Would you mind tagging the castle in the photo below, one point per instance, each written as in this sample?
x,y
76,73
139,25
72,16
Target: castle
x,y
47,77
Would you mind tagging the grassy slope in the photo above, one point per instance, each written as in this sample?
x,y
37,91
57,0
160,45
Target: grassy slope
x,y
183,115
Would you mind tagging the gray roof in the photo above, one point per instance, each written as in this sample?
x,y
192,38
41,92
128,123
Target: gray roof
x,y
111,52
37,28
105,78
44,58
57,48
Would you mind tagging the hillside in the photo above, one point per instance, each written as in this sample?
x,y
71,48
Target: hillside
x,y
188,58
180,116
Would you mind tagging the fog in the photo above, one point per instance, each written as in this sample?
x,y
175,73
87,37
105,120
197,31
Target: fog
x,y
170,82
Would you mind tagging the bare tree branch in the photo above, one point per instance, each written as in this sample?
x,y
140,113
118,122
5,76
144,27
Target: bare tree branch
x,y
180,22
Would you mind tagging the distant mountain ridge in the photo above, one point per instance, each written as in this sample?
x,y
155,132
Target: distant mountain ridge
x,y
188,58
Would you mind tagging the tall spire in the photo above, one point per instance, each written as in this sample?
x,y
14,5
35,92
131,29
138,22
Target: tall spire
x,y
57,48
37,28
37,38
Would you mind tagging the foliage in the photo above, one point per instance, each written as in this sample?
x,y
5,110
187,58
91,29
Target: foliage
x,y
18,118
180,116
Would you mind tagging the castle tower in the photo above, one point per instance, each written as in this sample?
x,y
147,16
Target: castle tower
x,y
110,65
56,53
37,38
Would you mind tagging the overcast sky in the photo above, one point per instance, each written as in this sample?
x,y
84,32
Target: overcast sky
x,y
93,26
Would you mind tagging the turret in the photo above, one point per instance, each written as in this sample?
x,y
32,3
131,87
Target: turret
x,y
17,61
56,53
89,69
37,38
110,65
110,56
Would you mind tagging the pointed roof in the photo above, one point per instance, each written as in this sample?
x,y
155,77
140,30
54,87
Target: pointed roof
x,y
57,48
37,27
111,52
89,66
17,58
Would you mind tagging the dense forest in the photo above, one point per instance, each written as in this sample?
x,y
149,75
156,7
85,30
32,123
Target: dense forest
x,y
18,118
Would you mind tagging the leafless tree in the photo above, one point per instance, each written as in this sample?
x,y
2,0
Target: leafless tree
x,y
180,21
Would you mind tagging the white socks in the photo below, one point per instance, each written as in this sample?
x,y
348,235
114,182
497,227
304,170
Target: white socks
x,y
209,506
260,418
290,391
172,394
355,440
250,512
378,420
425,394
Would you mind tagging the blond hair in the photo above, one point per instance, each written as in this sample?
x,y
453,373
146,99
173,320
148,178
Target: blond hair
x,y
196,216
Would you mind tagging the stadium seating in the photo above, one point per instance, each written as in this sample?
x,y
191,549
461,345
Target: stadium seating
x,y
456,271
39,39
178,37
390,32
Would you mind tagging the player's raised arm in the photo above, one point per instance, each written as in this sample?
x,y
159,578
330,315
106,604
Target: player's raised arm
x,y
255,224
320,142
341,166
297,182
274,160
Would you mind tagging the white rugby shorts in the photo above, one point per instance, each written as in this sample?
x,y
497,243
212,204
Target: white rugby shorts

- - - - - - -

§ Aim of the task: Track down every line in the entries that includes the string "shorts", and copy it.

§ Exercise response:
Would you mind tagging the white rugby shorts in the photo above, one point per instance, each written as in this sample?
Target: white rugby shorts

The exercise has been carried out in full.